» YOUR GOAL
Reproduce each of the following items word for word, leaving out the pictures.

— Begin PROVIDED DATA —

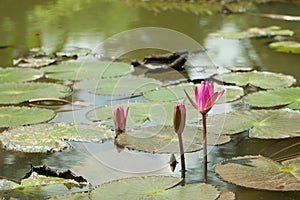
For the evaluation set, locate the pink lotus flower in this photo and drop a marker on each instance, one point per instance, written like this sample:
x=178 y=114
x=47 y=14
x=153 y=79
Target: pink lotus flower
x=205 y=97
x=120 y=119
x=179 y=116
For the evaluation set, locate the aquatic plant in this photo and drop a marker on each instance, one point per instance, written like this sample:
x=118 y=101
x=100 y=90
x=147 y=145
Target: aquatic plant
x=179 y=116
x=120 y=119
x=205 y=99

— End PROVIDED DATA —

» EXERCISE RESULT
For the evaluation set, locate the pink lotus flower in this photo and drop a marker on each instance, one point per instance, written like this sample:
x=178 y=114
x=47 y=14
x=153 y=79
Target: pink lotus flower
x=205 y=97
x=120 y=119
x=179 y=116
For the evaluation set, locate the aquatic plant in this photo and drop a marker on each instance, one point per instance, written like this sample:
x=118 y=101
x=100 y=90
x=147 y=145
Target: aquatic plant
x=179 y=116
x=120 y=119
x=205 y=99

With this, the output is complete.